*Instruction*: List every line of the entries below that contains the word "bottle", copying each such line in full.
Start of Records provided
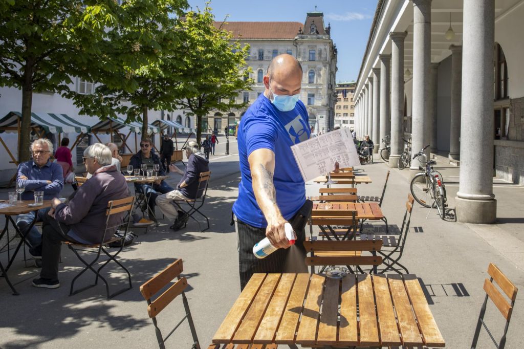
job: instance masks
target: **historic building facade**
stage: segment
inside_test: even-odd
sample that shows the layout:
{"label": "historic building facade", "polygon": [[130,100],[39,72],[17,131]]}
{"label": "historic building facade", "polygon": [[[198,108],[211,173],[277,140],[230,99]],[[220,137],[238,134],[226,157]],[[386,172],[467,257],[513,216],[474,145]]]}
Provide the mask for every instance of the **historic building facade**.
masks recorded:
{"label": "historic building facade", "polygon": [[522,18],[521,0],[378,1],[355,88],[357,135],[390,135],[391,167],[410,135],[413,151],[447,155],[460,167],[459,221],[495,222],[494,174],[524,183]]}
{"label": "historic building facade", "polygon": [[253,70],[250,77],[254,80],[251,91],[242,91],[237,102],[246,102],[247,106],[232,110],[228,115],[215,113],[208,115],[203,129],[223,132],[226,125],[233,125],[242,119],[249,106],[265,87],[263,77],[273,57],[282,53],[291,54],[300,62],[303,70],[300,100],[307,107],[309,123],[317,132],[326,132],[334,125],[335,102],[335,74],[336,72],[336,49],[330,35],[330,27],[324,23],[321,12],[308,13],[305,21],[299,22],[229,22],[223,29],[233,33],[235,39],[249,45],[247,66]]}
{"label": "historic building facade", "polygon": [[335,93],[335,126],[341,127],[355,127],[355,81],[339,82]]}

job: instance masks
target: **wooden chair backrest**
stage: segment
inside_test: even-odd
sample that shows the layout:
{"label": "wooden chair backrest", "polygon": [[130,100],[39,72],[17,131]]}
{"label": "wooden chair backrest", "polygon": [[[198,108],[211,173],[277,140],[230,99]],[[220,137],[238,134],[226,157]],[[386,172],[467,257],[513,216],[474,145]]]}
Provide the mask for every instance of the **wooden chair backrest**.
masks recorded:
{"label": "wooden chair backrest", "polygon": [[75,177],[74,178],[74,180],[76,181],[77,184],[79,187],[80,187],[82,184],[84,184],[84,183],[85,182],[85,181],[88,180],[88,179],[89,179],[89,178],[86,178],[85,177]]}
{"label": "wooden chair backrest", "polygon": [[[489,280],[486,279],[484,280],[484,291],[486,291],[486,293],[490,299],[495,303],[495,306],[504,317],[504,318],[507,321],[509,321],[513,312],[512,304],[517,298],[517,292],[518,289],[493,263],[489,263],[489,266],[488,267],[488,274],[491,278]],[[511,303],[493,285],[494,281],[498,285],[503,292],[508,296],[511,301]]]}
{"label": "wooden chair backrest", "polygon": [[209,182],[209,179],[211,177],[211,171],[200,172],[198,180],[198,189],[196,191],[196,197],[195,199],[198,199],[202,197],[206,192],[208,188],[208,183]]}
{"label": "wooden chair backrest", "polygon": [[321,194],[356,194],[356,188],[321,188],[319,191]]}
{"label": "wooden chair backrest", "polygon": [[[180,275],[183,270],[182,259],[177,259],[140,287],[140,292],[149,304],[147,307],[147,313],[150,318],[154,318],[158,315],[188,287],[187,279],[185,278],[180,277]],[[154,300],[151,301],[151,299],[156,293],[175,278],[178,278],[178,279],[174,283]]]}
{"label": "wooden chair backrest", "polygon": [[304,247],[311,256],[305,257],[307,265],[380,265],[380,256],[315,256],[315,252],[367,251],[377,252],[382,248],[382,240],[310,240],[307,238]]}

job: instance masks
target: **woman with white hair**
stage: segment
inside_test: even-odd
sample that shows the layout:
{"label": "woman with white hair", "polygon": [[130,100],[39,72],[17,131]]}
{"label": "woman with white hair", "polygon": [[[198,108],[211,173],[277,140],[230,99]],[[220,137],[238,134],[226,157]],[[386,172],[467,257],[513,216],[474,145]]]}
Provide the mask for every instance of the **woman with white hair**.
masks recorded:
{"label": "woman with white hair", "polygon": [[[93,244],[101,242],[104,233],[107,203],[124,199],[127,195],[126,180],[111,165],[111,151],[97,143],[84,151],[85,168],[92,177],[62,203],[54,199],[49,215],[54,219],[43,222],[42,236],[42,271],[40,278],[33,280],[35,287],[57,288],[58,262],[62,241]],[[121,222],[125,212],[112,215],[108,226],[115,227]],[[116,227],[108,231],[105,238],[113,237]],[[65,236],[61,232],[63,232]]]}

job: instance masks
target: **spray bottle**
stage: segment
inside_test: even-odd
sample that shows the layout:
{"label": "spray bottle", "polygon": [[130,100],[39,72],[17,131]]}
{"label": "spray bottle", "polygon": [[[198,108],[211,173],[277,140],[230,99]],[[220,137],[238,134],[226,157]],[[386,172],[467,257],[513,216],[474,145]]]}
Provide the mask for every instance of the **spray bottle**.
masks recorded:
{"label": "spray bottle", "polygon": [[[284,224],[284,230],[286,232],[286,237],[289,241],[289,244],[294,245],[295,234],[291,225],[288,223]],[[257,258],[264,258],[277,249],[278,247],[271,245],[269,239],[265,237],[253,246],[253,254]]]}

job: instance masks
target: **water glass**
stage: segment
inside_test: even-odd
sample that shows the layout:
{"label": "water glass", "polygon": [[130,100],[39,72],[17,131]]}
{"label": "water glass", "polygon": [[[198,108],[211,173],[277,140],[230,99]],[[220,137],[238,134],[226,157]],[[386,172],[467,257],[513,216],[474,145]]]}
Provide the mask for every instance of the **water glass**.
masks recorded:
{"label": "water glass", "polygon": [[35,192],[35,204],[41,205],[43,204],[43,192]]}
{"label": "water glass", "polygon": [[18,198],[18,195],[16,191],[10,191],[9,192],[9,204],[14,205],[16,203],[16,200]]}

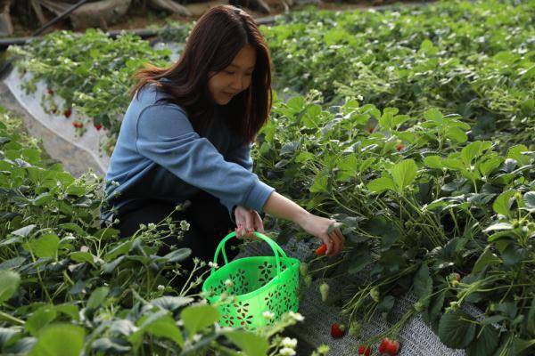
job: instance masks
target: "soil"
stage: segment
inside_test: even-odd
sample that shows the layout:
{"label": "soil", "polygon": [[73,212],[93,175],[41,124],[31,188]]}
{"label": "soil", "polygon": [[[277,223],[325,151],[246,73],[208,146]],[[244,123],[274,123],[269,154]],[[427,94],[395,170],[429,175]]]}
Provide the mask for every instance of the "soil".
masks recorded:
{"label": "soil", "polygon": [[[272,8],[273,12],[270,13],[270,16],[277,15],[284,13],[284,9],[282,5],[280,0],[265,0],[266,3]],[[384,4],[391,4],[394,3],[417,3],[422,2],[422,0],[404,0],[404,1],[394,1],[394,0],[354,0],[351,2],[341,2],[341,1],[329,1],[329,2],[320,2],[317,7],[318,9],[325,10],[352,10],[352,9],[359,9],[366,7],[374,7],[374,6],[382,6]],[[191,4],[190,5],[195,6],[197,12],[202,12],[205,8],[213,6],[218,4],[223,4],[223,1],[216,0],[211,2],[204,2],[204,3],[195,3]],[[292,8],[292,11],[299,10],[300,7],[302,6],[294,6]],[[104,30],[114,30],[114,29],[135,29],[135,28],[146,28],[148,26],[159,25],[163,26],[168,20],[175,20],[175,21],[182,21],[182,22],[189,22],[193,20],[193,18],[187,18],[179,16],[177,14],[171,14],[169,12],[159,12],[152,9],[146,9],[146,12],[143,12],[141,6],[131,5],[130,10],[127,12],[124,19],[122,19],[119,22],[115,24],[108,25],[106,28],[103,28]],[[250,9],[246,9],[246,11],[251,13],[255,19],[266,17],[265,13],[261,13],[259,12],[255,12]],[[44,11],[45,16],[47,20],[52,20],[54,18],[54,14],[52,12],[48,12],[47,11]],[[37,21],[33,21],[36,26],[29,27],[23,23],[23,21],[17,17],[16,13],[12,14],[12,20],[13,23],[14,33],[10,36],[10,37],[23,37],[29,36],[31,33],[38,28],[38,23]],[[70,20],[64,20],[51,28],[47,28],[45,33],[53,32],[54,30],[61,29],[71,29]]]}

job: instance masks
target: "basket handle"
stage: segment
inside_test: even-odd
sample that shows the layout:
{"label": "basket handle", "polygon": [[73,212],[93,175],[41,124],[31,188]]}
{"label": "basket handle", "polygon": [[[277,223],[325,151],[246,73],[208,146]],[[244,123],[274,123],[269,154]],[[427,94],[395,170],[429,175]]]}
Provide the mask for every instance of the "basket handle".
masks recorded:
End of Records provided
*Worked answer*:
target: **spray bottle**
{"label": "spray bottle", "polygon": [[130,100],[39,72],[17,131]]}
{"label": "spray bottle", "polygon": [[[198,108],[211,173],[277,140],[230,99]],[[220,137],[238,134],[226,157]],[[386,172],[467,257],[513,216],[474,145]]]}
Provide the mask for every instance of the **spray bottle**.
{"label": "spray bottle", "polygon": [[[284,224],[284,230],[286,232],[286,237],[289,241],[289,244],[294,245],[295,234],[291,225],[288,223]],[[257,258],[264,258],[277,249],[278,247],[271,245],[269,239],[265,237],[253,246],[253,254]]]}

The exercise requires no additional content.